** start of THE INPUT **
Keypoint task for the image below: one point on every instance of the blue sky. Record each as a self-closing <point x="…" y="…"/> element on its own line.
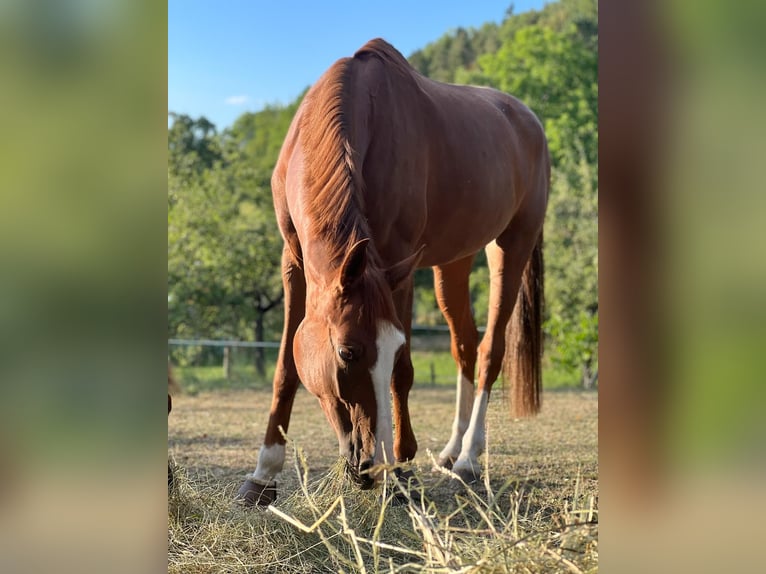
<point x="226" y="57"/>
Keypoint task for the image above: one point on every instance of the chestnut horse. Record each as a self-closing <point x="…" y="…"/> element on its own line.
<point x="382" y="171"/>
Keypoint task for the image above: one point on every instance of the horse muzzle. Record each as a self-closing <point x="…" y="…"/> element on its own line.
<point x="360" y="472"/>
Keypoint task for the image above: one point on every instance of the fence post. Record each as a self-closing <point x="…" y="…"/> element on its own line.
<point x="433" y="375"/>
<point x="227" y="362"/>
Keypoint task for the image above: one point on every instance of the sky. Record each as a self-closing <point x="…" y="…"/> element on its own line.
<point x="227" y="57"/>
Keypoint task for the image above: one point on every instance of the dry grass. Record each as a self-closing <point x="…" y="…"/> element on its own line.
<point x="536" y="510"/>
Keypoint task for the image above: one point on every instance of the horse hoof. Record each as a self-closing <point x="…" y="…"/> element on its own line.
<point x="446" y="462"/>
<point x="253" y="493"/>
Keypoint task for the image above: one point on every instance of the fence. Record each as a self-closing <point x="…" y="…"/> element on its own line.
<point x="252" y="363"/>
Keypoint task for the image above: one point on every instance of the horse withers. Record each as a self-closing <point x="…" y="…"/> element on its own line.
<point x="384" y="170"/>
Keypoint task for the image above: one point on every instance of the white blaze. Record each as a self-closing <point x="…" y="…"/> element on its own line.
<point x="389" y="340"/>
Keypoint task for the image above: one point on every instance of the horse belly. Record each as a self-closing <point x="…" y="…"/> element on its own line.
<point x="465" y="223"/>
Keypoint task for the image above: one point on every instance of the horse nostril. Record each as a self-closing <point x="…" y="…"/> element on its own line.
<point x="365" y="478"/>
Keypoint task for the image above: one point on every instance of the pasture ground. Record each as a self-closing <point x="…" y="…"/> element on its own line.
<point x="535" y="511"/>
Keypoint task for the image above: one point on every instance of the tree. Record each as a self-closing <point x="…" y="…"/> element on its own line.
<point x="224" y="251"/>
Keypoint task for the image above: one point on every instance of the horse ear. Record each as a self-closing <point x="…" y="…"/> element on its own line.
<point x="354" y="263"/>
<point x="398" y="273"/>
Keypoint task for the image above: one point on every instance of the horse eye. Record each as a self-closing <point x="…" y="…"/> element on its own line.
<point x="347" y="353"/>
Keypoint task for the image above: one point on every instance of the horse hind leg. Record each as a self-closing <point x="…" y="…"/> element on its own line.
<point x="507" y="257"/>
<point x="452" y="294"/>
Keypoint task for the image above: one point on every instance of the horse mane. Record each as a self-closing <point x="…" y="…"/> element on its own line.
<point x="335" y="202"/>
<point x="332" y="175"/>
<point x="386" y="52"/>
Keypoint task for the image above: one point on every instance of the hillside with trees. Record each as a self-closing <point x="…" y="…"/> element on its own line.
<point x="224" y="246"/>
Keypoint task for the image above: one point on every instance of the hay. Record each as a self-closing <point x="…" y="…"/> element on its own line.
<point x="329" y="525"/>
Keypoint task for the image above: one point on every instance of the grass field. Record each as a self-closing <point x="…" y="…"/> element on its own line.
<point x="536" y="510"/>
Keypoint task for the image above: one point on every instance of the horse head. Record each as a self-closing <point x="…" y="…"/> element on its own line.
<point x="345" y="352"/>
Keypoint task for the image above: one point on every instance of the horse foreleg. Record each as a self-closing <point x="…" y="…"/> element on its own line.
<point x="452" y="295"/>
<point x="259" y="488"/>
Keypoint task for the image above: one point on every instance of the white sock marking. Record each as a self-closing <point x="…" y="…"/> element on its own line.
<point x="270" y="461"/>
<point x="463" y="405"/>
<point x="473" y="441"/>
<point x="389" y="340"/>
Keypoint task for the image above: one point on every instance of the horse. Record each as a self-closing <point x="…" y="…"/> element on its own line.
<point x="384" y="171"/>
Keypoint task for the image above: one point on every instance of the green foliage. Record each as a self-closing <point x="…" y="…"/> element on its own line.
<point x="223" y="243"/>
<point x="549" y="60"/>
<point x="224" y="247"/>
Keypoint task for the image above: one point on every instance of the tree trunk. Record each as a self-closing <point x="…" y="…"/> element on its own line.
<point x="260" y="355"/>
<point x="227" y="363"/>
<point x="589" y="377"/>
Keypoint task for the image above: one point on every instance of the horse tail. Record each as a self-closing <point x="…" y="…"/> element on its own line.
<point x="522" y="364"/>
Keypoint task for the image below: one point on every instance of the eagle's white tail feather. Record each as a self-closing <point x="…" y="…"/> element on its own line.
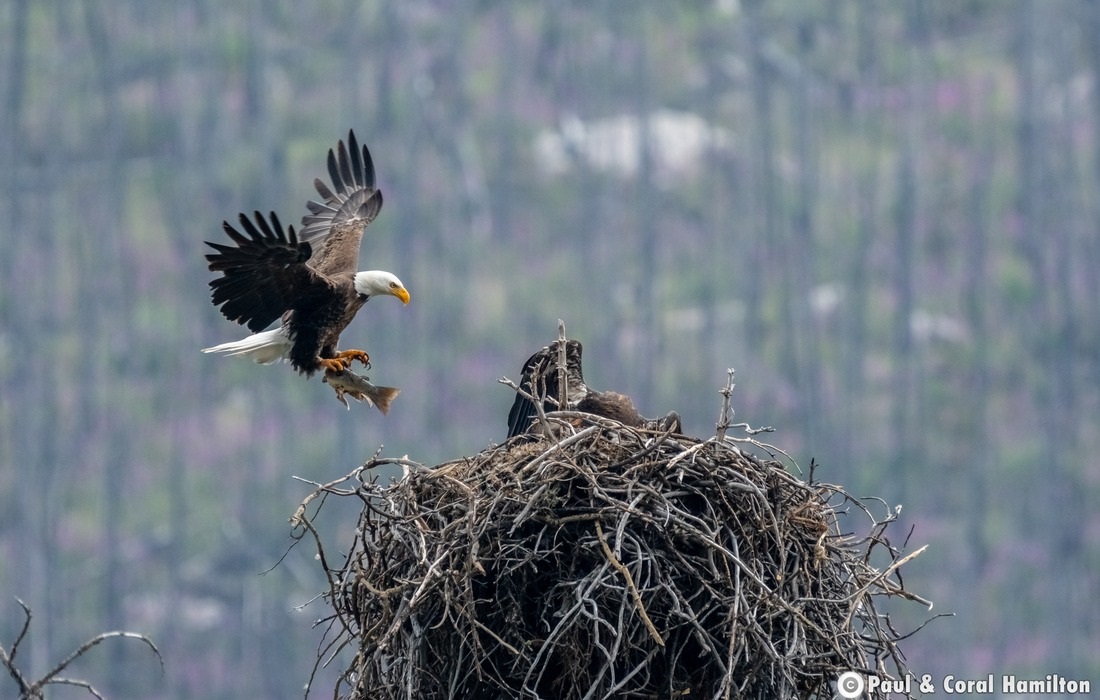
** end of THE INPUT **
STATED GOAL:
Every record must be copied exactly, with images dropped from the result.

REPLY:
Keypoint task for the image below: one point on every instance of the blue sky. Record each as a self-closing <point x="…" y="…"/> element on its own line.
<point x="226" y="57"/>
Keypoint task for the image above: one point on every instance of the chestnut horse. Record each as a self-closing <point x="…" y="…"/> element on its own line.
<point x="382" y="171"/>
Keypoint task for the image above: one point on every instance of the horse muzzle. Record each as a self-closing <point x="…" y="…"/> element on its own line.
<point x="360" y="472"/>
Keypoint task for the image above: one point on every instance of the fence post. Record each as a self-closing <point x="…" y="…"/> element on its own line.
<point x="433" y="375"/>
<point x="227" y="362"/>
Keypoint task for the image above: one point on every instance of the sky. Record each as a self-closing <point x="…" y="…"/> element on its own line.
<point x="227" y="57"/>
Keypoint task for the image above: one point on every instance of the dry grass. Record each as a self-closing <point x="…" y="…"/> element on its own line.
<point x="536" y="510"/>
Keypoint task for the image above: one point on every instance of the horse hoof. Record each as a self-closing <point x="…" y="…"/> element on its own line.
<point x="446" y="462"/>
<point x="253" y="493"/>
Keypoint task for the image above: one point on every instance of the fence. Record each as a self-closing <point x="…" y="…"/> element on its own line.
<point x="252" y="363"/>
Keypoint task for the image above: one point on every instance of the horse withers. Record each as a self-closing <point x="…" y="…"/> element on its own line.
<point x="384" y="170"/>
Keypoint task for the image above: one point on every instance of the white blaze. Record each as a self-closing <point x="…" y="…"/> element on its own line.
<point x="389" y="340"/>
Keypoint task for the image above: one point on every instance of the horse belly. Record each as a self-closing <point x="…" y="…"/> element on its own line.
<point x="465" y="223"/>
Keypoint task for the image above: one point on every instance of the horse nostril. Record each as a self-closing <point x="…" y="…"/> element on its own line.
<point x="365" y="478"/>
Keypoint task for the image above: one point on every instance of the pasture ground. Record each as a self-closing <point x="…" y="…"/> element on its own line.
<point x="535" y="511"/>
Keypoint task for the image above: one point on every instance of the tree. Record each as a self-closing <point x="…" y="…"/> element on its own line.
<point x="224" y="251"/>
Keypoint task for the image above: one point on every instance of the horse ear. Record each as a self-closing <point x="…" y="…"/> element on its own line.
<point x="354" y="263"/>
<point x="398" y="273"/>
Keypoint task for the image above: one point on every instance of the horse eye. Record each as a self-closing <point x="…" y="…"/> element on its own line.
<point x="347" y="353"/>
Keypoint task for the image above: one point on every instance of the horse hind leg. Record each as a self-closing <point x="…" y="…"/> element on its own line.
<point x="507" y="257"/>
<point x="452" y="294"/>
Keypoint task for the image above: one point on every instance of the horse mane. Record each as a self-closing <point x="…" y="…"/> element on its own line.
<point x="335" y="202"/>
<point x="332" y="175"/>
<point x="386" y="52"/>
Keypoint task for the image above: one point on every instance of the hillside with trees. Record each as a self-closing <point x="…" y="…"/> element on its own line.
<point x="224" y="246"/>
Keypoint task for the image above: one point on every instance of the hay. Record each as a self-closing <point x="…" y="…"/> element on its own line.
<point x="329" y="525"/>
Keypoint task for the image above: one point on every instance of the grass field. Record each as a self-closing <point x="…" y="…"/> element on its own line.
<point x="536" y="510"/>
Keypoint task for the image above: one point on every instance of the horse head. Record each as a self-closing <point x="…" y="…"/> element on its own line.
<point x="345" y="352"/>
Keypoint task for the image above: one point on every instance of the horse foreleg. Record each as a self-closing <point x="…" y="…"/> element on its own line.
<point x="452" y="295"/>
<point x="259" y="488"/>
Keypoint task for the image above: one point on every instance of the white sock marking. Record each as a self-closing <point x="…" y="…"/> element on its own line.
<point x="270" y="461"/>
<point x="463" y="405"/>
<point x="473" y="441"/>
<point x="389" y="340"/>
Keypoint task for the image above: one point on every instance of the horse. Record each as a self-closing <point x="…" y="…"/> element on its own line.
<point x="384" y="171"/>
Keypoint task for the image above: one point on every instance of the green foliage. Record each as a self-closing <point x="…" y="…"/> element on its own line.
<point x="223" y="243"/>
<point x="549" y="60"/>
<point x="224" y="247"/>
Keypoint task for the image above: one point on every instance of the tree trunk. Record each as a self-closing <point x="…" y="…"/> element on its own line.
<point x="260" y="355"/>
<point x="227" y="363"/>
<point x="589" y="377"/>
Keypoint task for the image above: one point on every instance of the horse tail. Record each as a self-closing <point x="…" y="…"/> element on its own line.
<point x="522" y="364"/>
Keypoint task for the image below: one point on every instance of the eagle's white tail feather. Record each as a self-closing <point x="…" y="…"/> element on its own line.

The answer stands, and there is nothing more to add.